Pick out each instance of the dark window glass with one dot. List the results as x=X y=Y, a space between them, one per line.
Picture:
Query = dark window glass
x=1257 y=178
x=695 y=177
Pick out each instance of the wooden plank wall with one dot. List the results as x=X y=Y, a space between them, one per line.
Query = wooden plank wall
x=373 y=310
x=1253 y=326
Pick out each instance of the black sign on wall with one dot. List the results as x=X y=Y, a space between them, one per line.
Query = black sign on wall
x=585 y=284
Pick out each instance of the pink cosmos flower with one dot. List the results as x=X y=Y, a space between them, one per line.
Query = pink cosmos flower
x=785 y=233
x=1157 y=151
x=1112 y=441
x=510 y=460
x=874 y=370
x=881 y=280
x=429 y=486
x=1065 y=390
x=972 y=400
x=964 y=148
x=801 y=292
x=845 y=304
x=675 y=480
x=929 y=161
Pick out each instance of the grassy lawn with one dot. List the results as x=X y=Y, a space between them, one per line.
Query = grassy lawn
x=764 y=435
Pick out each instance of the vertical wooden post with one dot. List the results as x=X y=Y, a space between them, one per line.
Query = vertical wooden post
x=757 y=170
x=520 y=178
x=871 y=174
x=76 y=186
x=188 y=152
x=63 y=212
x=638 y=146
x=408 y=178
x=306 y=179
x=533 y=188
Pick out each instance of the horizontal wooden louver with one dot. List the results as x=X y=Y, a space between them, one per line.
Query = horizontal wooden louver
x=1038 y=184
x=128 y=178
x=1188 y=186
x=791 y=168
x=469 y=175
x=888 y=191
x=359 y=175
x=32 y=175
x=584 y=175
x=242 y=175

====================

→ **GIVEN PROBLEM**
Copy out all of the material above word for word, leaving out nothing.

→ **FULL RESPONSE**
Pick out each instance of the dark window glass with one dot. List the results as x=X y=Y, a space between them, one per line.
Picture:
Query = dark window glass
x=1257 y=178
x=695 y=177
Pick out each instance of the wooden plank wall with one dot. List the results as x=X y=Y, a space between them, one per line.
Query = wooden plank wall
x=373 y=310
x=1253 y=326
Pick out each instance of the black sign on wall with one dot. List the results as x=X y=Y, a space between them, one per line.
Query = black sign on wall
x=585 y=284
Pick out each instance of the pink cosmos flower with one dot. List the results as x=X y=Y, a space between them, one per line.
Query = pink cosmos flower
x=785 y=233
x=1157 y=151
x=1112 y=441
x=510 y=460
x=874 y=370
x=881 y=280
x=429 y=486
x=1065 y=390
x=972 y=400
x=964 y=148
x=801 y=292
x=845 y=304
x=675 y=480
x=929 y=161
Pick out each instance of the grassy lawn with one dot. List the results as x=X y=Y, a space between them, one per line.
Query = grassy lawn
x=764 y=435
Pick out each instance of the vertical wooden post with one dot. List the results as x=X y=Y, a space between them, one per line.
Query = vertical wooden post
x=757 y=170
x=520 y=178
x=871 y=174
x=76 y=186
x=188 y=152
x=63 y=212
x=638 y=146
x=408 y=178
x=306 y=179
x=533 y=188
Pick out each instance of the horizontal wooden louver with one dot. List the results as x=X y=Y, a space between them, one per line.
Query = horizontal wooden louver
x=1038 y=184
x=128 y=178
x=1188 y=186
x=791 y=168
x=469 y=175
x=888 y=191
x=359 y=175
x=32 y=175
x=584 y=175
x=242 y=175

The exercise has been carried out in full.